■ Task:
Pictures are to be omitted, and every entry below is to be restated exactly.

Content starts

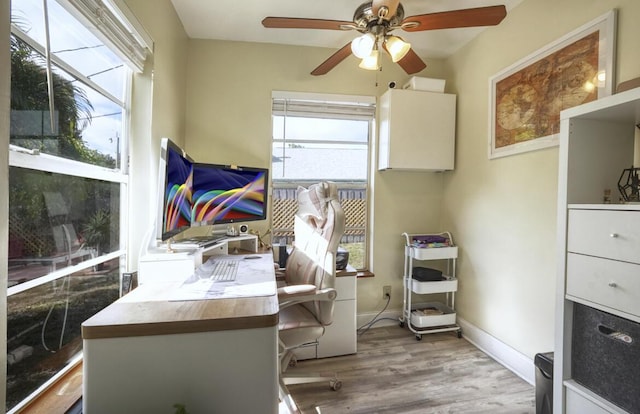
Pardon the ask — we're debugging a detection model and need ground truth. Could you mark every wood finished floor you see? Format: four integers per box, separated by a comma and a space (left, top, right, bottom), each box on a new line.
287, 326, 535, 414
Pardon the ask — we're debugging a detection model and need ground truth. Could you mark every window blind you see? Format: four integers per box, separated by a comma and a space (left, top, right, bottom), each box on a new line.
58, 0, 152, 72
272, 92, 375, 121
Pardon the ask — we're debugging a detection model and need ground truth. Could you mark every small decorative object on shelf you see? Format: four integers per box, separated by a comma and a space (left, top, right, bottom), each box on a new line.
617, 165, 640, 202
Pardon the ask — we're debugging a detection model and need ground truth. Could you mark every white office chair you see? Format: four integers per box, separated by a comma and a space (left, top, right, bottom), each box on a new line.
44, 192, 96, 270
277, 181, 346, 395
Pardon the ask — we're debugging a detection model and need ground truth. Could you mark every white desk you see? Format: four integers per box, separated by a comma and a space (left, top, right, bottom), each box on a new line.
82, 252, 279, 414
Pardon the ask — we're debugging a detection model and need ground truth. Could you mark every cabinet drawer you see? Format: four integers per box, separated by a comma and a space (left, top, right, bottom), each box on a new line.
567, 209, 640, 264
335, 275, 356, 300
565, 384, 621, 414
567, 253, 640, 318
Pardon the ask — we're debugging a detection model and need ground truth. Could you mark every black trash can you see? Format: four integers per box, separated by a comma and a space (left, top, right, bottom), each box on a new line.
534, 352, 554, 414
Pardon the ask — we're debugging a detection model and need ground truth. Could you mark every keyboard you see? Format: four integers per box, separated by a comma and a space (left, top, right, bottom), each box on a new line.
208, 259, 239, 282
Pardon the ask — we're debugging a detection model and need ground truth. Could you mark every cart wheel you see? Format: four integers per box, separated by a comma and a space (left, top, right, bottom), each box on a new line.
330, 379, 342, 391
415, 334, 422, 341
457, 330, 462, 339
399, 321, 405, 328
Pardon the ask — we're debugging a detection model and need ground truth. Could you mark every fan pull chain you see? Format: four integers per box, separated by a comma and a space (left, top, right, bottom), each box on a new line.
375, 64, 383, 88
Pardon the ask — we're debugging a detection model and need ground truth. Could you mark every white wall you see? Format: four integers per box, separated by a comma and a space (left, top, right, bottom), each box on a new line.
443, 0, 640, 359
124, 0, 189, 269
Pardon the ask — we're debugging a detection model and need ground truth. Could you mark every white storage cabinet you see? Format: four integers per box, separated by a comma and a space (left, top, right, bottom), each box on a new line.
378, 88, 456, 171
555, 87, 640, 414
293, 272, 357, 360
400, 232, 461, 340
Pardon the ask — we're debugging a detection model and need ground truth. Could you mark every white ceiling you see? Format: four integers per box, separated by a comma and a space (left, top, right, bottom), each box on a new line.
170, 0, 524, 59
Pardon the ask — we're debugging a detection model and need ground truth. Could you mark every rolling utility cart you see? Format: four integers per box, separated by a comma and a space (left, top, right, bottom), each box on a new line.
400, 232, 461, 340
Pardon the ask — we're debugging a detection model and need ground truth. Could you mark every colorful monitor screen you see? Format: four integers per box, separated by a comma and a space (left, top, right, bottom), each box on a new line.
191, 163, 268, 226
156, 138, 193, 241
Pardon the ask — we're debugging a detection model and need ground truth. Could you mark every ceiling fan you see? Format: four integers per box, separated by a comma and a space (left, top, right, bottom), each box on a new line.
262, 0, 507, 76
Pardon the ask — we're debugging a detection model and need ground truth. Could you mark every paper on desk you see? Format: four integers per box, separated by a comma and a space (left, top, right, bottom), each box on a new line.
168, 276, 275, 301
165, 255, 277, 301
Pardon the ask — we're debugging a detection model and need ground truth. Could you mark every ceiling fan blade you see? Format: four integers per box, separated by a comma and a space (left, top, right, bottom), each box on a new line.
262, 17, 353, 30
395, 48, 427, 74
372, 0, 400, 19
311, 43, 353, 76
402, 5, 507, 32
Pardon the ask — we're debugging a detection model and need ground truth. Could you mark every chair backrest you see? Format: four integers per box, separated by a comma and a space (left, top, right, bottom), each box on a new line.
44, 192, 82, 254
284, 182, 345, 324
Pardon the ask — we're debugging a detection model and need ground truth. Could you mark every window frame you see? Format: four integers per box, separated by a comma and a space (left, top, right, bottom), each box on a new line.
270, 91, 375, 271
7, 34, 130, 297
5, 0, 149, 410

Content ends

■ Task solution:
Pardon the ask — we're debugging a detection model and need ground truth. Could you mark every wood finished floor you see? Format: four integers per box, separated by a comma and a space (left, top, right, bottom), each box on a new line.
287, 326, 535, 414
Pardon the ask — we're debugging a detection model and need ground truth. Could you mark every window blind you see? Format: four integers per box, separated by a comma and a space (left, top, right, bottom), each box on a new line.
58, 0, 152, 72
272, 92, 375, 121
Pardon the ask — we're debugging a detection model and need ground truth. Could you mark every small decorative object on shelf you see? Format: four integers per box, separated by a comma and a space (left, top, right, bottom), each box on a new line.
617, 165, 640, 202
Pardon the ask — we're debugging a detection model and need ground truth. Could you mark every white office chair you see? Format: four integers per box, separated by a comma and a space (left, top, right, bottom), each box on a new line.
44, 192, 96, 270
277, 181, 346, 395
Pardon the ask — we're debugging a detection model and need ground truth. Could you mark every white desk you see? Format: four integers per box, separated by a comma and a space (left, top, right, bottom), each box on a new line.
82, 252, 279, 414
Pardon the ask — we're debugging a detection model and need ground truth. Could you mark every cabinet drawer you see? Format: four integers per box, separated by a comma and a space (left, top, right, bottom), each box on a new line.
567, 209, 640, 264
335, 275, 356, 300
565, 384, 621, 414
567, 253, 640, 318
Pardon the ask — we're debugging a detection model and need ground truth. Could you mark every black trash can you see? Format: four integers per box, separated by a comma and a space (left, top, right, bottom), each box on a new line.
534, 352, 554, 414
Pardon the ask — we're debugging a detection model and need ground truth. Could you mark every keyboard you see? Format: four integers per box, separated by a comma and a space (left, top, right, bottom), each box on a new line.
208, 259, 239, 282
Pardon the ask — we're debugging a detection model and need ground truth. Could you mark every cart wheel you see? Format: four integers per box, separated by a comma and a space (left, top, right, bottom), each box on a new line.
330, 379, 342, 391
415, 334, 422, 341
457, 330, 462, 339
399, 321, 405, 328
Pardon the ask — we're debugging a detection model and need ground truth. Could you mark every fan pull chain you see? Format: four integers per box, separated by a comma and a space (left, top, right, bottom), each box on a new line.
375, 64, 383, 88
Pardon the ask — we're debugging a detection model and need ground truth. Could you mark every white wall you see? Format: four integers per box, separated by a comma and a space (left, top, right, bottom), each box on a new line.
443, 0, 640, 359
124, 0, 189, 269
Pardon the ask — we're debugging a detection model and need ground truth. Could you mark every white storage cabinet you see? Format: four integers per box, separated by a comma and a space (left, top, right, bottom), each box on a new line.
378, 88, 456, 171
555, 87, 640, 414
293, 272, 357, 360
400, 232, 461, 340
Pardon the ask — we're debugging a detection model and need ground truth. Could you mark every white ceiling you see? Format: four integers per box, separated by a comma and a space (left, top, right, bottom), each box on a new line.
170, 0, 524, 59
Pardon the ask — we're debugging a detection model and need ground truth. Could you mark every rolling utility cart you see? Format: four integers per box, separated by a comma and a space (left, top, right, bottom), each box on a new line.
400, 232, 461, 340
Pardon the ask — we're debugging a detection model and need ground truth. Could you mark every colorful monitor screen you see? Format: four integers per box, separated by a comma and a space (left, top, right, bottom), each box on a new line.
191, 163, 268, 226
156, 138, 193, 241
Pardon the ask — we're debugging a detection model and need ground truth. Could you mark every ceiling fan you see? Format: four integers per box, separated by a comma and a space (left, top, right, bottom), each box on a new line.
262, 0, 507, 76
Pardon the ask — we're debugging a detection model and need ground truth. Could you mark every paper on desk you see? Format: four integers per box, separated by a comma and a space (left, top, right, bottom), each box on a new line.
168, 276, 275, 301
165, 255, 277, 301
Pardon the ask — we're debugging a detection model and need ground truth. Could you mark every ceiling fan blade you see? Format: four integers per box, separated by a comma and a space (left, top, right, bottom), each box on a new line.
262, 17, 353, 30
395, 48, 427, 74
372, 0, 400, 19
311, 43, 353, 76
402, 5, 507, 32
Pardon the ask — we're debugging a detection model and need ground truth. Could you mark every chair backrest you see? Format: four integers per box, separated by a comma and a space (left, top, right, bottom), each box on a new line.
44, 192, 82, 254
284, 182, 345, 324
Pardon the ask — we're debugging a detection model and need ground truth. Could you mark every window frame you see? Format: four integers per box, separated by a comma and a space (left, top, right, bottom), each box on a new line.
270, 91, 375, 271
7, 34, 130, 297
5, 0, 149, 410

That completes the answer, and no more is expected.